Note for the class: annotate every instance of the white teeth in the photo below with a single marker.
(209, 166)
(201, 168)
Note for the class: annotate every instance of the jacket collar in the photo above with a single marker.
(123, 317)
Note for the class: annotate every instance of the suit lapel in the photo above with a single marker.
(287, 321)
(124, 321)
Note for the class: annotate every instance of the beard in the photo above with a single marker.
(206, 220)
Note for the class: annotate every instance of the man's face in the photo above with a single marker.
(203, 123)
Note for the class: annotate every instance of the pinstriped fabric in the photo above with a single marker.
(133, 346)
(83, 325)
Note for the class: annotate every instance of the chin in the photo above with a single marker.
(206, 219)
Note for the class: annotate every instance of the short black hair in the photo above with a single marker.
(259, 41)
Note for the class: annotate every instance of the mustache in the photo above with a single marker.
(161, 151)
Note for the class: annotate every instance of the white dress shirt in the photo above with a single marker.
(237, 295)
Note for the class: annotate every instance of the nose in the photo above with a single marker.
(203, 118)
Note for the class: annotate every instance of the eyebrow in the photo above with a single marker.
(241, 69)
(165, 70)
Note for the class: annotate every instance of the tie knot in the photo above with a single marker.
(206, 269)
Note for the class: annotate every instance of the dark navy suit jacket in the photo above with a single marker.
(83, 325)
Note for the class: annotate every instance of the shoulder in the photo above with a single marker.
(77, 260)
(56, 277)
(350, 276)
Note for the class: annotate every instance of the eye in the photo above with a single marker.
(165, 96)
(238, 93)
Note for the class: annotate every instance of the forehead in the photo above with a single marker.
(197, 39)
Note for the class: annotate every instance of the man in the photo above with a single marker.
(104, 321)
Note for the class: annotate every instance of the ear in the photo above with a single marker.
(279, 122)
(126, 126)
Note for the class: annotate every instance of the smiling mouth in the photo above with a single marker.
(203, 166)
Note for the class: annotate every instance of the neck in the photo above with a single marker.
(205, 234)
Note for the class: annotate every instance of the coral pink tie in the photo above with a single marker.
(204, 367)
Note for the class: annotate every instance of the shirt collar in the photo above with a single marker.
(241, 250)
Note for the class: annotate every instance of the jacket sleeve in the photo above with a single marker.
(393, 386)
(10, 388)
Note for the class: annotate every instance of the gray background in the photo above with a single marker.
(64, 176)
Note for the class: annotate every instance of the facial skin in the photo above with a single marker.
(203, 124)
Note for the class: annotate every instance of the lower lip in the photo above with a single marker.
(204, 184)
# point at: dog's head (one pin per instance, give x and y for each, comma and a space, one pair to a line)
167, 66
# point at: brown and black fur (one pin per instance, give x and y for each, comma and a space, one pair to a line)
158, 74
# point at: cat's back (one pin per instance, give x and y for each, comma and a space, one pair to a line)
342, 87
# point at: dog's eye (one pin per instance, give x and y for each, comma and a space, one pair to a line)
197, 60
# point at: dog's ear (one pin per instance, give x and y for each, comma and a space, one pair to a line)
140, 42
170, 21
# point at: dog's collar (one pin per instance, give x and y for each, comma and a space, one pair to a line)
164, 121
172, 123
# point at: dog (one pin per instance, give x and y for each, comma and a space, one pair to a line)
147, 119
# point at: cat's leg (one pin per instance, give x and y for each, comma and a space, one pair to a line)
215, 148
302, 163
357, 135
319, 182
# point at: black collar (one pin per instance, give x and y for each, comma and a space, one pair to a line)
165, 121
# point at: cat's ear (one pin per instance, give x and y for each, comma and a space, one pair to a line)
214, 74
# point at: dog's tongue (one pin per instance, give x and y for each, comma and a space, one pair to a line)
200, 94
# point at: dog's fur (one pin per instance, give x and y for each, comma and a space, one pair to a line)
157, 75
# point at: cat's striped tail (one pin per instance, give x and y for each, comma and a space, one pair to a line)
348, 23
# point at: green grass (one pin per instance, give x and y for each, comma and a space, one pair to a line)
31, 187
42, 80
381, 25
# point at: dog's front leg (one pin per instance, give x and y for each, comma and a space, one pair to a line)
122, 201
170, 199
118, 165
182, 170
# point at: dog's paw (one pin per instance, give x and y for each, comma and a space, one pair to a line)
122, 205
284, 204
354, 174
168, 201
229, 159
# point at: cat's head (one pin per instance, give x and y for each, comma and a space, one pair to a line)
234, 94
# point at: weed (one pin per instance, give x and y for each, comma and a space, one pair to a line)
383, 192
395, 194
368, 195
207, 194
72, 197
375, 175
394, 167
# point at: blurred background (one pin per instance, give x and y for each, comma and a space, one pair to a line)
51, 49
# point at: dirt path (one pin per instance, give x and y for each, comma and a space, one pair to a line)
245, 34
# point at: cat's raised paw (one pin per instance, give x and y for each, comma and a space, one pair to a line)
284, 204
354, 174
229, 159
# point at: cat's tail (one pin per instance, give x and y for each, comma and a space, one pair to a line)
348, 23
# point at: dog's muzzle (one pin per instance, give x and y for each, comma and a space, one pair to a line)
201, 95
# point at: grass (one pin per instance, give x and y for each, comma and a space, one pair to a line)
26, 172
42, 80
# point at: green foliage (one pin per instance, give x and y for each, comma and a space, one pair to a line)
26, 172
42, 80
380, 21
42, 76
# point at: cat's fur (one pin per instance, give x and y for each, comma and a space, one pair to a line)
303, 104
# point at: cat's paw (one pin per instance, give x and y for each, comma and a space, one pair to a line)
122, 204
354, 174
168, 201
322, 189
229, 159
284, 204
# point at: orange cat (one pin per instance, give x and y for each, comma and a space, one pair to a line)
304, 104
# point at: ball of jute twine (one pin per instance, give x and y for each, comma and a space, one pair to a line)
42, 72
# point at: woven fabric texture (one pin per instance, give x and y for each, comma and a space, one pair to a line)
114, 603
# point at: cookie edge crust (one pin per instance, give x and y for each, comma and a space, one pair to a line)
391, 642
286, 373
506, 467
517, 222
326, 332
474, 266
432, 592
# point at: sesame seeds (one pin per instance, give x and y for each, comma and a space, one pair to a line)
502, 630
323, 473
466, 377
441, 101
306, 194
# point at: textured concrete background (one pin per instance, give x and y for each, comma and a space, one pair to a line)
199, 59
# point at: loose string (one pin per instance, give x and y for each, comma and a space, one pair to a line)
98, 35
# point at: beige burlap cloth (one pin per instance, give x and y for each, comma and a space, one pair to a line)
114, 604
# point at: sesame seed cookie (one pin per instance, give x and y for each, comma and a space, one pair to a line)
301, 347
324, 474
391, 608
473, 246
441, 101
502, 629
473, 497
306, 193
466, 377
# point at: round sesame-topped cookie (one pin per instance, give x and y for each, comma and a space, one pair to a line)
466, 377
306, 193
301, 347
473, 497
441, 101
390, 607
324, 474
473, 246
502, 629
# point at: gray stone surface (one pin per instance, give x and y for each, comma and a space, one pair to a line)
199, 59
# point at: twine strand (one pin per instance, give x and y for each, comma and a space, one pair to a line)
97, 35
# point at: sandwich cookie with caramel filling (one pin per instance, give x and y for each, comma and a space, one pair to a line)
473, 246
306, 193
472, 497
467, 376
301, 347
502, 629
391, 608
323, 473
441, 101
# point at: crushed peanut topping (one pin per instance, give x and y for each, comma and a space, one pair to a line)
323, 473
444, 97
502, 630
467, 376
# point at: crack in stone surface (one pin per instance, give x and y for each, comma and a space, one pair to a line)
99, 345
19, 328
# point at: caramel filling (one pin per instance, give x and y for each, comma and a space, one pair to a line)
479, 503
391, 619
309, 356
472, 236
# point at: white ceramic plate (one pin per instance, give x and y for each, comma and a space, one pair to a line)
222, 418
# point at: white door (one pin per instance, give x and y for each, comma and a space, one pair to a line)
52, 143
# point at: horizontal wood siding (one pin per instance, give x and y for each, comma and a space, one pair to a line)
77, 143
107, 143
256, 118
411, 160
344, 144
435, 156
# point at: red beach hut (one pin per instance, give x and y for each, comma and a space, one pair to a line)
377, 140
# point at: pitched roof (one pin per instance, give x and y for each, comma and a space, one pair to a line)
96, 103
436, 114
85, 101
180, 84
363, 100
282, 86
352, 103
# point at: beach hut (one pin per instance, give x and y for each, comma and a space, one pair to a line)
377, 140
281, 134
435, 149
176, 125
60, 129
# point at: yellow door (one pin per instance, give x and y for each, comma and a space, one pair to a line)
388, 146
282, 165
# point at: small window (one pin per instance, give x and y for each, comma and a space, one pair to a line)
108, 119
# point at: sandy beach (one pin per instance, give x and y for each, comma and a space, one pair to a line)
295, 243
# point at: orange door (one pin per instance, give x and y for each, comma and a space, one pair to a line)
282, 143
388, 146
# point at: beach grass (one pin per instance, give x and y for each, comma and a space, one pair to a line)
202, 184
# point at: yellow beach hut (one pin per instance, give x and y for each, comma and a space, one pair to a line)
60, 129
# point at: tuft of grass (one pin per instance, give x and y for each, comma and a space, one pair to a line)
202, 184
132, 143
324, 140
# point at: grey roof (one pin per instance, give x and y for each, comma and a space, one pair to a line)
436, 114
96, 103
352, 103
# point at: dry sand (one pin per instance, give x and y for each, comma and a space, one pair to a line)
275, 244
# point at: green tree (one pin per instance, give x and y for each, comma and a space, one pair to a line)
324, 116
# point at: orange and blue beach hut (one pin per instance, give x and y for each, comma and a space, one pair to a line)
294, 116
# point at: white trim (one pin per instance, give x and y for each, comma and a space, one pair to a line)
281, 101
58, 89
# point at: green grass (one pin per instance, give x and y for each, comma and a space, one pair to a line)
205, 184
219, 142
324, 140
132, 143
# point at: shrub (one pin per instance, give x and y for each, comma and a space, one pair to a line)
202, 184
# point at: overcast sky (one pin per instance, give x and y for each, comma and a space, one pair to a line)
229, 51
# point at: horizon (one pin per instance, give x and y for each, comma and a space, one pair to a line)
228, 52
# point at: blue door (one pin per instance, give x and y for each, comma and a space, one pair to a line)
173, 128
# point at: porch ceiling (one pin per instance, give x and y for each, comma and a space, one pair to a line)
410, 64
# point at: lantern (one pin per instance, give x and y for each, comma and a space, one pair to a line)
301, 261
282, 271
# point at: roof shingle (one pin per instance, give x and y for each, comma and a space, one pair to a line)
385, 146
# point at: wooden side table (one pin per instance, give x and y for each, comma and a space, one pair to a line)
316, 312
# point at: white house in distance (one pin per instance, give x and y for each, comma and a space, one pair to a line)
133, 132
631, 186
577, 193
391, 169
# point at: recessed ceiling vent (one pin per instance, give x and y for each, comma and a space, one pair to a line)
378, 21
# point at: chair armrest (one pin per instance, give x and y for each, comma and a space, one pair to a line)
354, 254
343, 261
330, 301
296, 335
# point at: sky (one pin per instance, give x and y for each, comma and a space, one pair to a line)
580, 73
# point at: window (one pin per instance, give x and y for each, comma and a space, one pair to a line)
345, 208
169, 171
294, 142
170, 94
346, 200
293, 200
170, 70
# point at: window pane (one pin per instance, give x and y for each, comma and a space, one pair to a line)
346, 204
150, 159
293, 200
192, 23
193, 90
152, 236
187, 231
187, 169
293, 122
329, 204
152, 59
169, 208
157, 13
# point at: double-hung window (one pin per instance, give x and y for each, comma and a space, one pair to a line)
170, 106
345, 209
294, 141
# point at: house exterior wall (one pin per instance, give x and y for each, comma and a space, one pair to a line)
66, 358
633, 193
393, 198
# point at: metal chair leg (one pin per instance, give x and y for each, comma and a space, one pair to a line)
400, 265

*****

▸ **What to produce**: Make an exact copy of the lines running from the one with "# point at: double-hung" to the last line of the listing, including both ends.

▸ **Result of the exercise**:
# point at: double-hung window (one pin per instance, give x and y for each, comma and a space, one pair to a line)
170, 106
345, 209
294, 141
# point at: house exterior wall (one pin per instance, give x and y for each, comma and a space, one pair to a line)
66, 358
633, 193
393, 198
# point at: metal chair leg (one pin per instance, give x and y for each, comma and a space, one pair to a line)
400, 265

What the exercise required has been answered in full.